━━━ Records to process ━━━

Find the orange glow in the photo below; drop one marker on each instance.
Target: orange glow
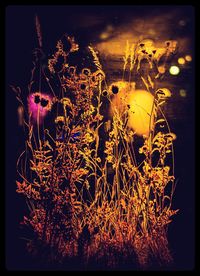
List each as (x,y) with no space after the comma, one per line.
(181,61)
(140,112)
(188,58)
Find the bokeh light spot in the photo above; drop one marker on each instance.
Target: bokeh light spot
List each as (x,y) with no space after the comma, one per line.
(174,70)
(183,93)
(188,58)
(181,61)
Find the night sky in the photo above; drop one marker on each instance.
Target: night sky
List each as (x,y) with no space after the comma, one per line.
(87,23)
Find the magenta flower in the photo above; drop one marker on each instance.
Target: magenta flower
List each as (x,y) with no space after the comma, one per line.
(39,105)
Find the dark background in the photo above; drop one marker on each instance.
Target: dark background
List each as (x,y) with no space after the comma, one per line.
(55,21)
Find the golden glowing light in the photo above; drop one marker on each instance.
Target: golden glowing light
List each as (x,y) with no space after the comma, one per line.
(104,35)
(183,93)
(161,69)
(188,58)
(174,70)
(140,112)
(181,61)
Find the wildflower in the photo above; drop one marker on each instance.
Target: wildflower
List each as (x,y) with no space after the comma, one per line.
(60,119)
(98,159)
(109,158)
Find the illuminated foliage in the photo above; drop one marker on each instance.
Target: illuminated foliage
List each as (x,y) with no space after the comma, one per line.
(92,193)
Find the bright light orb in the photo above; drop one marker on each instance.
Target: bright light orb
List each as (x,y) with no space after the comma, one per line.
(140,112)
(183,93)
(188,58)
(181,61)
(174,70)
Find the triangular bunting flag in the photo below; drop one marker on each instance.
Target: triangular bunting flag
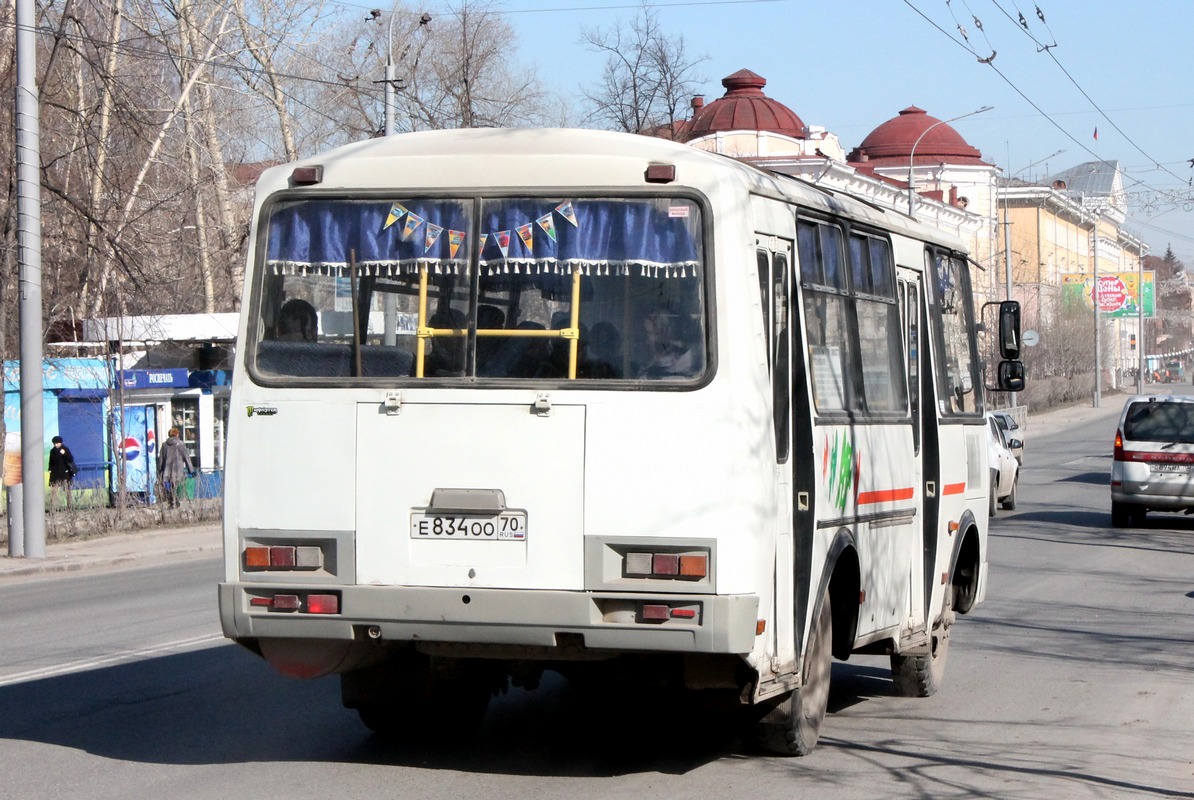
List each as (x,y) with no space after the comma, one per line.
(565,210)
(397,211)
(527,233)
(412,223)
(432,233)
(455,238)
(548,225)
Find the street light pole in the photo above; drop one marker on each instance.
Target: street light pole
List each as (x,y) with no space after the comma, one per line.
(911,155)
(391,122)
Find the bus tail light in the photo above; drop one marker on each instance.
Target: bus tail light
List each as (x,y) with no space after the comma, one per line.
(282,557)
(312,603)
(663,611)
(322,603)
(666,565)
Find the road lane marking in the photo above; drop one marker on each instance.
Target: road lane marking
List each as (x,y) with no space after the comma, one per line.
(108,660)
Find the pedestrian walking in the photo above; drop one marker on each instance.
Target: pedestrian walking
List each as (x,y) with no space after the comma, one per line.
(173,466)
(62,472)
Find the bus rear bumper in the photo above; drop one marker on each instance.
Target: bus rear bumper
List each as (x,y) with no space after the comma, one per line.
(617,622)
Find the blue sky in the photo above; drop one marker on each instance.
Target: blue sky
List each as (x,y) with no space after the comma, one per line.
(851,65)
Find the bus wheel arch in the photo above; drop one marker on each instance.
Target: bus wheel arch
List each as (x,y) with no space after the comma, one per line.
(843,583)
(965,566)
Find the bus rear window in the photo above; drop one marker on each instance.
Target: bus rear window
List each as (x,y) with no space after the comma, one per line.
(522,288)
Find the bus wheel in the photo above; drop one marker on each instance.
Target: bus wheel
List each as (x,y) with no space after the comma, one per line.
(416,699)
(921,676)
(793,726)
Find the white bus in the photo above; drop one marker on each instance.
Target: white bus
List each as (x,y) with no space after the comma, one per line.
(521,400)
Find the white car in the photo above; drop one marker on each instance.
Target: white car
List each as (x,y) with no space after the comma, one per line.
(1011,430)
(1004,467)
(1152,467)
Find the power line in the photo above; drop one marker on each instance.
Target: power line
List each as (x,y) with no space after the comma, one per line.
(1022,25)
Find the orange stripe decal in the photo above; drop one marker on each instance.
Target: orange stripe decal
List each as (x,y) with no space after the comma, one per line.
(886,496)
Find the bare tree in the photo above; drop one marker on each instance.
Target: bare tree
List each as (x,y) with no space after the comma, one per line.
(647,79)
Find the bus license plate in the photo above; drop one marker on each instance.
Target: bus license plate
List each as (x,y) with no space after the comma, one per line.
(1171,468)
(506,527)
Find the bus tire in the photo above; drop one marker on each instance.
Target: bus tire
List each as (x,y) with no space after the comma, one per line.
(921,676)
(414,701)
(793,726)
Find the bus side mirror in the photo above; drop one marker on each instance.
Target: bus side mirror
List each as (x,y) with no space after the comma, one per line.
(1011,376)
(1009,331)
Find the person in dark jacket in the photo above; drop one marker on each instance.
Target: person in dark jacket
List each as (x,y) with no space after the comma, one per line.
(62,472)
(173,465)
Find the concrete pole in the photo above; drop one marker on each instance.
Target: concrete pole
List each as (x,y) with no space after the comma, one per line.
(1139,325)
(29,254)
(1007,270)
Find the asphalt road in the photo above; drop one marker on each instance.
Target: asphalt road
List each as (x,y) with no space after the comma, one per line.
(1072,681)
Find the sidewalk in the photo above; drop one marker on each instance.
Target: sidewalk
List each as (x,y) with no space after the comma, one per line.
(137,548)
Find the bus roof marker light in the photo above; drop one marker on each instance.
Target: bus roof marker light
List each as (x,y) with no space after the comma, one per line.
(660,173)
(307,176)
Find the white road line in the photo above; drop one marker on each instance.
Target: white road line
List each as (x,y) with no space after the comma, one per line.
(106,660)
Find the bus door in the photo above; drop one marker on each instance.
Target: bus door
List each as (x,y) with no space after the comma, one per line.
(924,465)
(774,262)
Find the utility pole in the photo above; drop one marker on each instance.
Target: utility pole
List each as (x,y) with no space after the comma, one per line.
(29,254)
(389,303)
(1099,359)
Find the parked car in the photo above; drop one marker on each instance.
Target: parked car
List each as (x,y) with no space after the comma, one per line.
(1011,430)
(1152,467)
(1004,467)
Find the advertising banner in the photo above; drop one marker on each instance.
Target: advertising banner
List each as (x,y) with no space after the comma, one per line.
(1119,294)
(137,449)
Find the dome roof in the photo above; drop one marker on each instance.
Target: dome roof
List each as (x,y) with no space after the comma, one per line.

━━━

The result should be a word-for-word restatement of all the data, without images.

Find the orange glow in the photo below; drop one marker on each instance.
Target: orange glow
List each as (x,y) with no space after the comma, one per line.
(181,61)
(140,112)
(188,58)
Find the bokeh light spot in the photo above; drop one marker on each instance.
Target: bokeh light spot
List each as (x,y) with no space after the comma, one per line.
(174,70)
(183,93)
(188,58)
(181,61)
Find the night sky in the photo above; drop one marker on each instance.
Target: night sky
List each as (x,y) with no space after the comma, one per line.
(87,23)
Find the magenta flower in the photo above; drop one marker on each instance.
Target: magenta flower
List each as (x,y) with no space after the comma, one per line.
(39,105)
Find the dark background in the photo above; drop one marker on each instance.
Target: dark background
List each as (x,y) with no space after the comma, one per line.
(55,21)
Find the golden glowing light in the photo above; drop one marker on each instance.
Target: golden glowing light
List each as (x,y) with no space after the comma, one per line.
(104,35)
(183,93)
(161,69)
(188,58)
(174,70)
(140,112)
(181,61)
Find the wildflower in the photo above; drop one marker on each instance.
Target: wildflower
List each as (x,y) with no space after the comma, one per line.
(60,119)
(98,159)
(109,158)
Find the illuminated foliage in the photo above; drop one marker on each instance.
Target: illuminated foliage
List each as (x,y) with no space after the comma, one per line.
(92,193)
Find the bright light orb in the photo above; drop one marker on each instance.
Target: bright light orb
List each as (x,y) with no space after the comma, one per line.
(140,112)
(183,93)
(188,58)
(181,61)
(174,70)
Find the triangular bunting flag in the photo below; drop one marker on each instance.
Target: triangular bunting flag
List each as (x,y) with no space after the comma, one per line.
(565,210)
(397,211)
(527,233)
(412,223)
(432,233)
(455,238)
(548,225)
Find the street light pole in the photo above; drop one marker on each instance.
Target: street light pole
List each as (x,y) with no space after the comma, one per line.
(911,155)
(391,122)
Find the bus tail light in the photo above; drop one marker on each instance.
Target: bus tail light
List each as (x,y) with no space after the comma, one per line.
(282,557)
(312,603)
(663,611)
(322,603)
(666,565)
Find the road lane marking in the photo above; drop one marker on each instance.
Target: road lane marking
List each as (x,y) with no space after the comma, one per line.
(108,660)
Find the pedestrian walking in the photo above; drop one marker on each instance.
Target: pedestrian walking
List each as (x,y) with no space after the comma, one per line.
(173,466)
(62,472)
Find the bus rear bumper in the photo above; drop one marker on each instance.
Target: bus rear bumper
List each as (x,y) with no space after the comma, one per line.
(617,622)
Find the blue sky in the photo above; drop one marker on each instance.
Target: blue sky
List each as (x,y) with no space after the comma, one per line.
(851,65)
Find the bus wheel arch in the photo above; drop one marker on each instance.
Target: bus wheel arch
List each as (x,y) with no space after the comma, one per line.
(843,583)
(965,566)
Find the bus rear window in the photo above; drop one marker on each instance.
Target: bus rear window
List each as (x,y) with no space after the comma, one per line.
(522,288)
Find the bus wheel in the photo above; drop one marker on each instance.
Target: bus wheel
List each as (x,y) with no space after the comma, one per line.
(416,699)
(921,676)
(793,726)
Find the white bus in the photo above; drop one marker on each instance.
Target: white bus
List each as (x,y) with no space after the comma, one per line.
(521,400)
Find the white car in the photo above; drop one marker on each instance.
Target: white car
List each as (x,y) with no space after the comma, one per line.
(1011,430)
(1004,467)
(1152,467)
Find the power line in the photo above; drop one marker on each instance.
Target: power line
List each as (x,y) with no space after the comma, one per line.
(1022,25)
Find the orange stripe decal in the photo above; drop one marker on each instance.
Target: orange stripe decal
List each as (x,y) with no space after the comma, one per line.
(886,496)
Find the bare tree in the photo above; drop one marker on each instance.
Target: bare tree
List each as (x,y) with no space after the comma, one per line.
(647,79)
Find the bus license plate in the photo above; drop one marker on each instance.
Target: bus license plate
List each as (x,y) with no space after the comma, one per line.
(1171,468)
(506,527)
Find the bus tire in the photo above; drop one marker on each instance.
Target: bus tire
List each as (x,y) with no space after the comma, one per line.
(921,676)
(414,701)
(793,726)
Find the bus side mirror in the photo above; drop one marker on each instance.
Target: bus side mirror
List each as (x,y) with no space after the comma, one per line.
(1011,376)
(1009,331)
Find the person in dark jacket in the photo above; drop one marker on each instance.
Target: person in dark jacket
List each as (x,y) with no space after the comma, one per line.
(62,472)
(173,465)
Find the concrete pole in the photo above; drop one marker on each instance.
Target: concrete pole
List each as (x,y) with no space after the comma, one per line.
(1139,325)
(29,254)
(1007,270)
Find the asphalt road in the photo above; drop one marker on each instance.
Target: asphalt road
List each as (x,y) with no space after the comma, one per line.
(1072,681)
Find the sidewalk in the photo above; drop one marker on each instance.
Target: sidewalk
List each as (x,y) with no space after the comma, one per line.
(137,548)
Find the bus roof marker light in the photo above; drop one marker on each instance.
Target: bus roof marker light
List each as (x,y) with no space after the comma, one per line.
(660,173)
(307,176)
Find the white road line in the photo above; drop one marker on each instance.
Target: white road line
List each as (x,y) with no space after the comma, one per line.
(106,660)
Find the bus door in the photo above; drop one marker on each instance.
Target: bus door
List each as (x,y) with no space after the comma, one per line.
(924,465)
(774,262)
Find the utility pole in the photo above; drop one marker on each instance.
Target: utility pole
List each as (x,y) with no space after the comma, one per line.
(29,254)
(389,303)
(1099,359)
Find the parked car in the photo above; drop one marker on each instance.
Target: parked car
List each as (x,y) with no space after the comma, one per line.
(1011,430)
(1152,467)
(1004,467)
Find the advertising banner in the photo above; drop one marker on each instance.
Target: advertising banner
List each as (x,y) with no space after the comma, one per line.
(1119,294)
(137,449)
Find the dome roof in the photo above; drop one marker on each instance.
Target: dome roof
List each as (x,y) with no space after the comma, one per line.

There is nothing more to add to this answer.